begin EXTRACTED TEXT
Patrick Thierny’s worst accusations were one by one proven fraudulent. After ten bad years, Napoleon Chagnon’s name was more or less cleared. The question whether Napoleon Chagnon was guilty of criminal behavior has been answered and the answer is a firm no. The question that remains is: Why did the accusations stick so well? What made Napoleon Chagnon such a plausible villain? 

In 2000, Napoleon Chagnon had been controversial in anthropological circles for several decades. The origin of the controversies were the reports from Chagnon that the Yanomamö waged war, a lot of war. According to Chagnon’s calculations about 30 percent of Yanomamö men and 10 percent of women died from human violence. Chagnon asked the Yanomamö what the wars were about, and got the answer that they were about women

. The Yanomamö had the habit of stealing each others’ women for polygynous unions, people got angry and circles of revenge started.

In his autobiography Noble Savages in 2013, Napoleon Chagnon reports that other anthropologists objected strongly to his findings. It couldn’t be that the Yanomamö made war over women, they claimed, because humans only make war over resources. Surely the Yanomamö lacked meat! Still in 2014, Chagnon seemed to be a bit surprised over his colleagues’ fact resistance. The Yanomamö were obviously well-fed and they obviously made war, what was the issue?

Napoleon Chagnon was a great fieldworker and a very gifted writer. But he was not deeply into theory. I get the impression that he never understood how his observations smashed the foundation of the edifice of social science that had been so carefully built since the 19th century. 

What Chagnon reported about, was a people living in a pre-Malthusian condition. That condition simply doesn’t exist in the theoretical framework we have inherited from the 19th century. The 19th century was itself heavily Malthusian. The population expanded rapidly and people had to work hard and be creative to find ways to feed themselves. Wherever one looked in the 19th century, there were men and women extremely busy, and extremely preoccupied, with feeding themselves and their children. So that was what most 19th century thinkers thought of human nature: Man’s life centered around making a living. For the lower classes, the opportunity to eat. For the higher classes, the mysterious drive to amass unlimited material resources.

When Napoleon Chagnon told his Marxist colleagues that the Yanomamö made war over women, the Marxists faced a choice: Either revise the whole foundation of what they thought they knew about humanity. Or declare that Chagnon must have gotten something wrong. They chose the latter.
end EXTRACTED TEXT
begin MATERIAL PROVIDED
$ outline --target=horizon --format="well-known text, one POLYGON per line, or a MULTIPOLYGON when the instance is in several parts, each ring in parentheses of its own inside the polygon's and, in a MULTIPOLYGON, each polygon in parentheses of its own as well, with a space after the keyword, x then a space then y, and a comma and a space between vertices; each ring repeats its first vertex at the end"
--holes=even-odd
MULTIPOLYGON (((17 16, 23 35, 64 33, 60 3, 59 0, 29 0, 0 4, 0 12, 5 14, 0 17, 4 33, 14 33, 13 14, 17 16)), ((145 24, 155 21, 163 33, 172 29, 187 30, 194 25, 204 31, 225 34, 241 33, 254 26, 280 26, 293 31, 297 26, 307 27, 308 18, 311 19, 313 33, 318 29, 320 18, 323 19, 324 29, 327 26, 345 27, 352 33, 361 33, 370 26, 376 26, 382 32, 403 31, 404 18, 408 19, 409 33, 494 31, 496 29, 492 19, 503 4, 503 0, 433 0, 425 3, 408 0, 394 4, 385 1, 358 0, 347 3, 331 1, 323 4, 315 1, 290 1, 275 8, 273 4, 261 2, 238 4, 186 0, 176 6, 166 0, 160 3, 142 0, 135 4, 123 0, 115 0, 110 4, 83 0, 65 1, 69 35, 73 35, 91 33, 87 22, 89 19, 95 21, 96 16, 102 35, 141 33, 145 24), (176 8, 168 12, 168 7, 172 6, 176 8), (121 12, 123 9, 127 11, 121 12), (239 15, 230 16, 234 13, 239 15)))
end MATERIAL PROVIDED
- PROBLEM TO SOLVE
Write out the passage about Napoleon Chagnon word for word, from "In his autobiography" to "was the issue?".

- TASK RESPONSE
In his autobiography Noble Savages in 2013, Napoleon Chagnon reports that other anthropologists objected strongly to his findings. It couldn’t be that the Yanomamö made war over women, they claimed, because humans only make war over resources. Surely the Yanomamö lacked meat! Still in 2014, Chagnon seemed to be a bit surprised over his colleagues’ fact resistance. The Yanomamö were obviously well-fed and they obviously made war, what was the issue?